* **Cuplikan Halaman**
Diam-diam, jauh, jauuuuuuuuuuuuuuuuuuh di lubuk hati aku punya angan-angan menjadi foto model. Pucuk di cinta ulam pun tiba. Beberapa bulan yang lalu Mas Shalahudin dari Penerbit Dolphins meminta bantuanku. Dia mau menerbitkan kitab “Ilmu Jawa Kuno (Sang Hyang Tattwa Jnana Nirmala Nawaruci)”, karya besar Empu Siwamurti pada zaman Majapahit dan perlu contoh gambar untuk ilustrasi penjelasan tentang beberapa asana dalam yoga agar pembaca bisa sepenuhnya mengerti. Mungkin karena aku senang “pamer” pose yoga di mana-mana, Mas Shalauddin pikir aku punya foto yang dimaksud. Dia memberikan pose-pose yang diambil dari internet. Orang-orang dalam foto itu ramping, berkulit putih dan… langsing.
“Tapi gambarnya kan sudah ada? Lagian ukuran tubuhku sekarang lebih mekar bersemi,” aku mencoba berkilah.
“Itu gambar dari internet, mbak. Takutnya ada yang menggugat. Dan lagi, ini naskah jawa, masa gambarnya orang bule?”
Okelah kalau begitu. Karena saat itu ada di Malang, kami pergi ke Candi Singosari untuk berfoto….
… sambil ditonton orang. Padahal, aku memilih candi ini karena biasanya di situ sepi pengunjung.

* **Data Tersimpan**
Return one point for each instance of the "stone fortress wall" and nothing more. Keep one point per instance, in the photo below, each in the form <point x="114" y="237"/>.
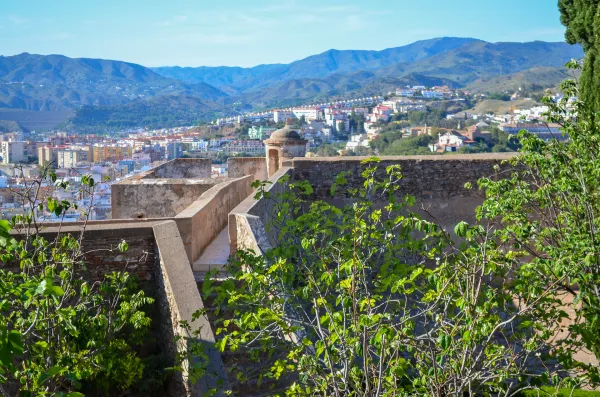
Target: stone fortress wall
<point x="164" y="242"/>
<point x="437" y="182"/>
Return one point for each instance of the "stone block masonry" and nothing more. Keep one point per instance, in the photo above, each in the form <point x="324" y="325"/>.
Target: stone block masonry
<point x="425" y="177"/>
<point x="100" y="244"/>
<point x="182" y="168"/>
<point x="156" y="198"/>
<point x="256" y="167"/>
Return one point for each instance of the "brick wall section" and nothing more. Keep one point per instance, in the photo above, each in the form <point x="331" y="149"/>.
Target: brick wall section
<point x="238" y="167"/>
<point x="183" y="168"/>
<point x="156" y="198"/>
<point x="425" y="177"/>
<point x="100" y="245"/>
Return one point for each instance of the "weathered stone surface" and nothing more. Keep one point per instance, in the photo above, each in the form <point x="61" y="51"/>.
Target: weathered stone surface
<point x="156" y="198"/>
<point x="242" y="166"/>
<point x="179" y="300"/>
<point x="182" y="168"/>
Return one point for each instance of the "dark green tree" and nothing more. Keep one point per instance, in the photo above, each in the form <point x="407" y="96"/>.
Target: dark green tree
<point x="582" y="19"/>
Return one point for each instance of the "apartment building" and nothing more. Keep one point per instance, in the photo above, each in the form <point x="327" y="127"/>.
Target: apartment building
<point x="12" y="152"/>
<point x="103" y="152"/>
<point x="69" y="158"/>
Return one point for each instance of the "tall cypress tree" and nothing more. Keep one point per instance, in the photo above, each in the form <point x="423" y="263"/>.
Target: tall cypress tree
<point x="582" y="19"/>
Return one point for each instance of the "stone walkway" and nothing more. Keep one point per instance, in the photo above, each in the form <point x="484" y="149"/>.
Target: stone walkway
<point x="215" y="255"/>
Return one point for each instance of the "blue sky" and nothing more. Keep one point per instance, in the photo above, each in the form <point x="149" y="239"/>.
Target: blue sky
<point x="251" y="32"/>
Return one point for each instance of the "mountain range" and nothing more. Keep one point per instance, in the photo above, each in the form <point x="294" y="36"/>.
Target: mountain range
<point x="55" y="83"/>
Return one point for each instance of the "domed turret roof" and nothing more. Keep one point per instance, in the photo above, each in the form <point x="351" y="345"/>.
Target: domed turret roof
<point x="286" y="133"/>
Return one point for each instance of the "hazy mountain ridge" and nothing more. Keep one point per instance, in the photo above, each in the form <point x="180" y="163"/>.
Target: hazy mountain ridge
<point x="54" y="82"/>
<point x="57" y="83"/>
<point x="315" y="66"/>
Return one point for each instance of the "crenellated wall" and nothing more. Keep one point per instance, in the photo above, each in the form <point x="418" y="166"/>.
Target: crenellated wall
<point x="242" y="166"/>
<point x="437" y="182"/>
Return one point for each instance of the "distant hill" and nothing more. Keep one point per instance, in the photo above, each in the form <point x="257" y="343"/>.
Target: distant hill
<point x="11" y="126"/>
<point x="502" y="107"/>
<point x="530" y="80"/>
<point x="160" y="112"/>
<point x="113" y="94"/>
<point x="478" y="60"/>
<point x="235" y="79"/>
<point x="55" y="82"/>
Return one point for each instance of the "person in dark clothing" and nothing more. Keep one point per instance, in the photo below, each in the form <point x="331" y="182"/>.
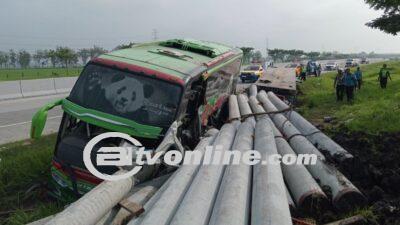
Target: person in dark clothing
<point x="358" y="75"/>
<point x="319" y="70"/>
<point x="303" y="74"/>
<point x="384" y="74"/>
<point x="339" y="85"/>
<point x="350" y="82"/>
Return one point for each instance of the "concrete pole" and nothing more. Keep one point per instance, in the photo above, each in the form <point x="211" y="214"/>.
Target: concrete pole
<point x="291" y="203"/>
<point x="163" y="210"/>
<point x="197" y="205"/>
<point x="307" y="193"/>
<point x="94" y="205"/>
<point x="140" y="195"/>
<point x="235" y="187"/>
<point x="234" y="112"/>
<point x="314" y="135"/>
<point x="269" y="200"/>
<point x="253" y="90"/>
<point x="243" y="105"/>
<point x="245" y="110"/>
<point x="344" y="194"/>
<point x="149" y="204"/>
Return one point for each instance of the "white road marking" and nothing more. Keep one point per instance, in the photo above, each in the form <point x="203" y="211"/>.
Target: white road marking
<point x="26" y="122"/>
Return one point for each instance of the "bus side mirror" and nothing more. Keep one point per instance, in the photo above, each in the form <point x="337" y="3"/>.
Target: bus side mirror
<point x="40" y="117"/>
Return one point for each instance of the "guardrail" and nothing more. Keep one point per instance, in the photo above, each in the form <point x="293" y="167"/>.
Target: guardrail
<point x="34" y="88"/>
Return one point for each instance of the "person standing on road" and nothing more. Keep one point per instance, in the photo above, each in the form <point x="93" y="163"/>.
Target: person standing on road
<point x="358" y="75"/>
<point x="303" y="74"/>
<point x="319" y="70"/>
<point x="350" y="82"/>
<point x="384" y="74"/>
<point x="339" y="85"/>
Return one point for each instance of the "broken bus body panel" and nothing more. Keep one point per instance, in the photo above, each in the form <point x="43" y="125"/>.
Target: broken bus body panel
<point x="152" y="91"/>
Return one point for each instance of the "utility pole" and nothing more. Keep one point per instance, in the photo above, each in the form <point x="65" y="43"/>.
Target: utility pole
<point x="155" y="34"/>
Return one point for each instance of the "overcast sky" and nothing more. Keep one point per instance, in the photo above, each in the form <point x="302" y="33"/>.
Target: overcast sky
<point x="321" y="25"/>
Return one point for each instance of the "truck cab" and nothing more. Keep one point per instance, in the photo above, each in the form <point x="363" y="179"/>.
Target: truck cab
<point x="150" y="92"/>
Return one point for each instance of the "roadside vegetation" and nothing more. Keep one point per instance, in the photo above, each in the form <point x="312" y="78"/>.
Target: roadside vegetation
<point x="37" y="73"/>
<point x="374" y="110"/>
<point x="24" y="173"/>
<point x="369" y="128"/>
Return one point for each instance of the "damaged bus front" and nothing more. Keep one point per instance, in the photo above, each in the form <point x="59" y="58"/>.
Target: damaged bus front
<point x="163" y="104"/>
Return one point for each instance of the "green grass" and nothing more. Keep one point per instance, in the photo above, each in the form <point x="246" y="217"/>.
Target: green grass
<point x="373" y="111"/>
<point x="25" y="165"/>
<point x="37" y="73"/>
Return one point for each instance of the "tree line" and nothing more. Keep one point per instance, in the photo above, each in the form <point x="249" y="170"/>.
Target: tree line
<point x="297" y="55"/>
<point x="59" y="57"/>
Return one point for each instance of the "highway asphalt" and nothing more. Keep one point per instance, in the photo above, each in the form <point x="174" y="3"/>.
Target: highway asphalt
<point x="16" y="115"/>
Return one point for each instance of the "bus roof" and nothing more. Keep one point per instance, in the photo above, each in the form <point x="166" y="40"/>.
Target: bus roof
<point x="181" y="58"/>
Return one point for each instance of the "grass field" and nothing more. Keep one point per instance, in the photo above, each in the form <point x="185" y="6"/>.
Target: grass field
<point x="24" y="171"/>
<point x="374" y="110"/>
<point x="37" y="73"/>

* * *

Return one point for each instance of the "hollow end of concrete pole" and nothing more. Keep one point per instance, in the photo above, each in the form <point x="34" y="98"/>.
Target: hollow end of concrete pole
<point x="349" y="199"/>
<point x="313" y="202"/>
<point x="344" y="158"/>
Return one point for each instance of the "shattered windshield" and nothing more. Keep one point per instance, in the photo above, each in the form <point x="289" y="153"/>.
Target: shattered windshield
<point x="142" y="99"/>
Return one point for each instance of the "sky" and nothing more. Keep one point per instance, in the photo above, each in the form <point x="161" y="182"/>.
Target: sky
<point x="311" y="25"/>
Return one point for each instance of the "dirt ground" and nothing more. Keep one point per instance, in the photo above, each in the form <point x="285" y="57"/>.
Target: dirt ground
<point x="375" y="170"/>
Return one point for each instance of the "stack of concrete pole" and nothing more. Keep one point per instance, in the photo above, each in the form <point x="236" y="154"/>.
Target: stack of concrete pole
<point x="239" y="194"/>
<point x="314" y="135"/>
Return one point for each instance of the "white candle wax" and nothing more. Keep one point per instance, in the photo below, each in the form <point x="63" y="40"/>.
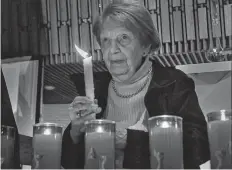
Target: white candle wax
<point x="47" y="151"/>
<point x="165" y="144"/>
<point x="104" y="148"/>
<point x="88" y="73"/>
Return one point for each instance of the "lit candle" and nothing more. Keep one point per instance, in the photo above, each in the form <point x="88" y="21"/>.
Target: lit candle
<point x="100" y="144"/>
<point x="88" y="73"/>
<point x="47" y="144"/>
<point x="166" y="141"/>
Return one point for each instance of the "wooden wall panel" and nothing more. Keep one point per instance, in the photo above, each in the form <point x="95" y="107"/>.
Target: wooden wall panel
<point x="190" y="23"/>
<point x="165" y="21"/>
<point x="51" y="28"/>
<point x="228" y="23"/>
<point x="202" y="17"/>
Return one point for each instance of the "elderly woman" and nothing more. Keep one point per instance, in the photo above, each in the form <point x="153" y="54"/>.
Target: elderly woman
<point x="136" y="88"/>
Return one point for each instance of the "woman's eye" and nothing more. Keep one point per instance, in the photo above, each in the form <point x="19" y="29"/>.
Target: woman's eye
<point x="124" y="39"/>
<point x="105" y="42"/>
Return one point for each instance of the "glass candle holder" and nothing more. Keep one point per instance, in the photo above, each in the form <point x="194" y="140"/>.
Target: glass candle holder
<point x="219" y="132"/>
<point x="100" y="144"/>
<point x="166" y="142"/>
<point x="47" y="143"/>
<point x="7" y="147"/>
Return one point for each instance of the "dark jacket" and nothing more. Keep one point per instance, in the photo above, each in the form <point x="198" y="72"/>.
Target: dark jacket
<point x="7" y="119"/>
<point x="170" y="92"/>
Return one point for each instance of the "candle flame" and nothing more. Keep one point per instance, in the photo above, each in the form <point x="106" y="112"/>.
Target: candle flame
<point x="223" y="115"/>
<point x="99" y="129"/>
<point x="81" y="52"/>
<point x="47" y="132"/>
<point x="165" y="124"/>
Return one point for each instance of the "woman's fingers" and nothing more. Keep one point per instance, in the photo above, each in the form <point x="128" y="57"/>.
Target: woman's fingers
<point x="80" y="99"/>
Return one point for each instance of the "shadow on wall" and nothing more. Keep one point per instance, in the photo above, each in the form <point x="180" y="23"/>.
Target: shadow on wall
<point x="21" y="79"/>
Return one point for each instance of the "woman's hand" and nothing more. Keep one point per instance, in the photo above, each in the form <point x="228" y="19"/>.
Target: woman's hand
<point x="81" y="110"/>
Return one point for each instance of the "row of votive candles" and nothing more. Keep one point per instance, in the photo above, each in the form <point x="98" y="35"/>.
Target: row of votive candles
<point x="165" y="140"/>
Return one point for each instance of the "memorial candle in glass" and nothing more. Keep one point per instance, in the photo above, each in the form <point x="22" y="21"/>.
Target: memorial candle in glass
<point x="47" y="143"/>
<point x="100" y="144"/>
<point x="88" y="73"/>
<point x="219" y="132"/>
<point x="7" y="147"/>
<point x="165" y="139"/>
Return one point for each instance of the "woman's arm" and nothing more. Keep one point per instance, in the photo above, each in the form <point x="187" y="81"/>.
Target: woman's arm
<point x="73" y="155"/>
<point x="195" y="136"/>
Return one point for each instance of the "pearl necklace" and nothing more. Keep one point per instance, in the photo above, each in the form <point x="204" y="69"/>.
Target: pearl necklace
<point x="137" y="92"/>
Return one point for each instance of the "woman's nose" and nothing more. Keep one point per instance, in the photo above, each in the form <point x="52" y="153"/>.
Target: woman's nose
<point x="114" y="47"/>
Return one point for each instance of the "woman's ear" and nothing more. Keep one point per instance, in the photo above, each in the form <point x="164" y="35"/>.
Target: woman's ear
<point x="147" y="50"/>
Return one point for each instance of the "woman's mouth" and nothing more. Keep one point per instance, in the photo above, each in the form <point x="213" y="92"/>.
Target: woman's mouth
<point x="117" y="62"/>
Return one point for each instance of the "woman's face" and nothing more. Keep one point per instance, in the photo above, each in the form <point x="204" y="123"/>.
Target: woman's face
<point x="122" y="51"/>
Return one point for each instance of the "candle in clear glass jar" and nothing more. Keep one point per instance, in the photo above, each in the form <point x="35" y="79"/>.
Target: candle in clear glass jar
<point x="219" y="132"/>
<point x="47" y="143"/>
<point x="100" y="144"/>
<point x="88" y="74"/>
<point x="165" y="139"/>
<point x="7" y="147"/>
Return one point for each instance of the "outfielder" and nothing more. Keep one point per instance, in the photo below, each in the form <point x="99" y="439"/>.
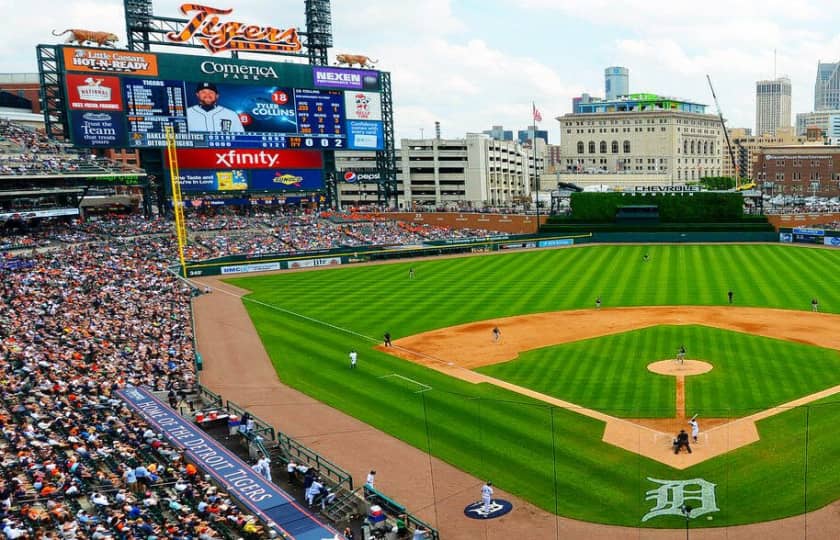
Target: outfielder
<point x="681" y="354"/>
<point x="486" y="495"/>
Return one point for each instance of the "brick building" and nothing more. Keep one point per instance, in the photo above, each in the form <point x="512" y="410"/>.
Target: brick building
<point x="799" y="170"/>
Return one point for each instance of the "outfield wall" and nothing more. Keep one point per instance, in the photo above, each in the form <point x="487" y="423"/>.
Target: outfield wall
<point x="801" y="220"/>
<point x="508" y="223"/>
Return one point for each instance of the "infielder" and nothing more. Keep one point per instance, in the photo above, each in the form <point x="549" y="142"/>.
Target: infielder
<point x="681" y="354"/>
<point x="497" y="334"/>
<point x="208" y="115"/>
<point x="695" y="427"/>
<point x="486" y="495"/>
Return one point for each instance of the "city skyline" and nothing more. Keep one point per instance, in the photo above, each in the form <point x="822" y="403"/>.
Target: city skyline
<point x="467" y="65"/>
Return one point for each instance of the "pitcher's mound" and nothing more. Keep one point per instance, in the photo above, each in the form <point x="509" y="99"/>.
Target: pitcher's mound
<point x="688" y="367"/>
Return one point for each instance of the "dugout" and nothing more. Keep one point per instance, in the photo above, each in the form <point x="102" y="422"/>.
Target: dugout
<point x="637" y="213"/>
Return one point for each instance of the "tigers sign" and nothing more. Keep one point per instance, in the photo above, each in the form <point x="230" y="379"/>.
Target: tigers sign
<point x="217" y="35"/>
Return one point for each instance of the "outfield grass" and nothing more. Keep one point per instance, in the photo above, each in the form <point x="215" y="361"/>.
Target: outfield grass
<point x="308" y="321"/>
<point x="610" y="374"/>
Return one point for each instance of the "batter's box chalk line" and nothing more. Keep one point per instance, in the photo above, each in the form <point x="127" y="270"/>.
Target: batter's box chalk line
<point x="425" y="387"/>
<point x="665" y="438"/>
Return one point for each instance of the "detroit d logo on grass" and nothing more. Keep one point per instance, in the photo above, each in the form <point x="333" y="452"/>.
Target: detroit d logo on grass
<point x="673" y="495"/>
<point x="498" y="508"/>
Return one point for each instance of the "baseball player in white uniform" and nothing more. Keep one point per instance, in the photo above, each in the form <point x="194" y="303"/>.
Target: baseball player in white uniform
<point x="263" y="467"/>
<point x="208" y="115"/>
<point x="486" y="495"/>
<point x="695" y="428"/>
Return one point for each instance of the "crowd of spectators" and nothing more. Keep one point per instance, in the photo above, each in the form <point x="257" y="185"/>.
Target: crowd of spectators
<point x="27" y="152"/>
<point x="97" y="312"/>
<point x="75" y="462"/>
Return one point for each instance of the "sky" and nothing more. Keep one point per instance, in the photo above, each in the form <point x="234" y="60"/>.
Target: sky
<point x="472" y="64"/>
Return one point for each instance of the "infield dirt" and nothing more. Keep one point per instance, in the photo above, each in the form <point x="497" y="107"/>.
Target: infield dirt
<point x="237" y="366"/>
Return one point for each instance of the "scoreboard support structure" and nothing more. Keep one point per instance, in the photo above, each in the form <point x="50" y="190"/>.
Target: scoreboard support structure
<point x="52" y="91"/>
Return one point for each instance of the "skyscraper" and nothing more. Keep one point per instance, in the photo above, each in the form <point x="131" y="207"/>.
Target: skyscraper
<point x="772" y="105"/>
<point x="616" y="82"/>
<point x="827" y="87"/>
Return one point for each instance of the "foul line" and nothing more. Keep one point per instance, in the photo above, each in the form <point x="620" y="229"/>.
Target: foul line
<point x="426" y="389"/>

==

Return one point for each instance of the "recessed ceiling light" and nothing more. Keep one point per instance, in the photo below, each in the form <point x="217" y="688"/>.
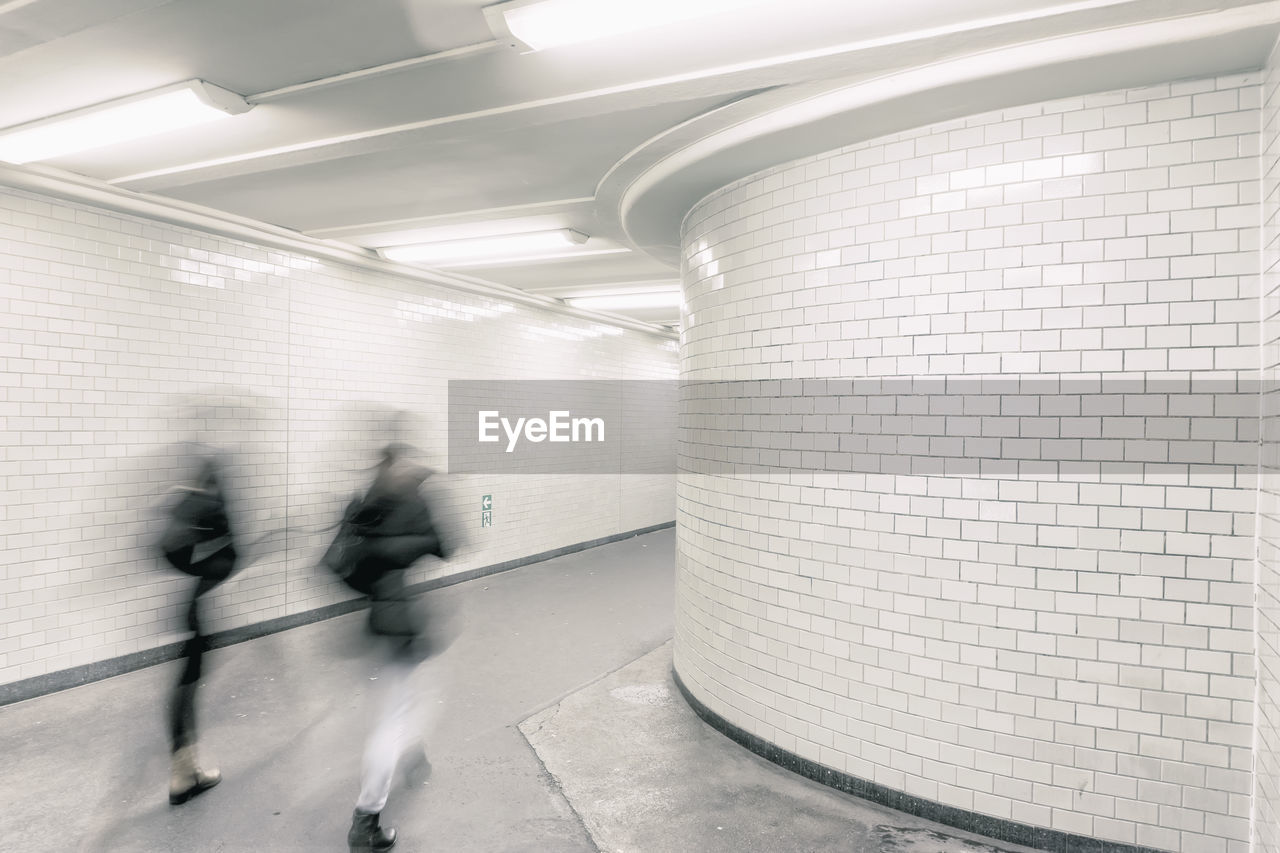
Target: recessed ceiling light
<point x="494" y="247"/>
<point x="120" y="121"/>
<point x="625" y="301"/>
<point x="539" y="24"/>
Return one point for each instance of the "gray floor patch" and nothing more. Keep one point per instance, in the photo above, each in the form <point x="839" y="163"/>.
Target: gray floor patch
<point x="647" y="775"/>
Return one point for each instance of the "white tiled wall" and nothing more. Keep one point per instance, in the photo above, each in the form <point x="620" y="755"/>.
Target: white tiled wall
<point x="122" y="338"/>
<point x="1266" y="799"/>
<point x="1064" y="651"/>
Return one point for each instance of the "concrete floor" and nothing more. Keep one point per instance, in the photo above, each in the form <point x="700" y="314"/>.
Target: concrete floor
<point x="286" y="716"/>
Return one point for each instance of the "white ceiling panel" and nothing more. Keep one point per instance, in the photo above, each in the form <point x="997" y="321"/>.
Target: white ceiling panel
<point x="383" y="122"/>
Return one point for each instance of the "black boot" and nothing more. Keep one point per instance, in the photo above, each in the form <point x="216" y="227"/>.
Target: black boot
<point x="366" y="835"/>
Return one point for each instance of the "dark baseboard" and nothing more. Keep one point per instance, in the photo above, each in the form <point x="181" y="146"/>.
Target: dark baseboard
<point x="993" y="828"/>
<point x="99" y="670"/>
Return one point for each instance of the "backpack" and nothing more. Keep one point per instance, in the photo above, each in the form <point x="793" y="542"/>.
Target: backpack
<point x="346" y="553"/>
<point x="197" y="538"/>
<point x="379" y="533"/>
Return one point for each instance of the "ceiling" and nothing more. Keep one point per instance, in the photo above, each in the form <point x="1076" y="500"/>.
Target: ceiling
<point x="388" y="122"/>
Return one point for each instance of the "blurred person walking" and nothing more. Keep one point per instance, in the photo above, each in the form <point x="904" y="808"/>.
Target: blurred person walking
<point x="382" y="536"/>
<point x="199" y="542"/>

* **Tantangan**
1. Menurut cerita pemotretan yoga, ke candi mana mereka pergi untuk berfoto?
2. Lanjutkan cerita pemotretan yoga setelah kalimat terakhirnya.
Baris-baris data itu merupakan bahan terpisah dari cerita pemotretan yoga.

* **Jawaban Berurutan**
1. Candi Singosari.

2.
Saat mencoba memperagakan pose Swastikāsana (postur duduk bersila dengan jari kaki dimasukkan ke lipatan belakang lutut) aku kesulitan. Pasalnya, pahaku terlalu tebal. #uhuk jadi tidak mirip gambar contoh. #menundukmalu
Namanya juga model jadi-jadian, beginilah hasilnya. Bagi yang berminat ingin membeli bukunya, silakan meng-google ya.
Semakin menemukan arti penting sebuah pamer di media sosial. Selamat, Mbak Dina. Ikut seneng 🙂
Makasih, Anaz.
Kalau gak cermat, pamer di medsos malah menimbulkan perkara ya. 😉
Tergantung dari mana kita melihat, Mbak. Ahahaha… Aku ngomong opo? 😀
Bener, apakah kita melihatnya sambil bergelantungan atau enggak. Hahahahaha
Hahahaha
Mbak Dina ini 😛
Wow amazing! :))
Thanks!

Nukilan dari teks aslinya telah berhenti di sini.